**Input for this task**

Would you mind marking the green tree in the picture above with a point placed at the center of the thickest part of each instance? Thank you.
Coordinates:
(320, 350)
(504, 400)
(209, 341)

**Requirement**
Lay out the data above as a two-column CSV with the columns "prompt" and "answer", one row for each request holding its text and its answer. Put each value in a single quoted field, and replace line breaks with spaces.

**Solution to the exercise**
prompt,answer
"Would you mind marking the green tree in the picture above with a point placed at the center of the thickest part of each instance? Thank you. Coordinates:","(320, 350) (504, 400) (209, 341)"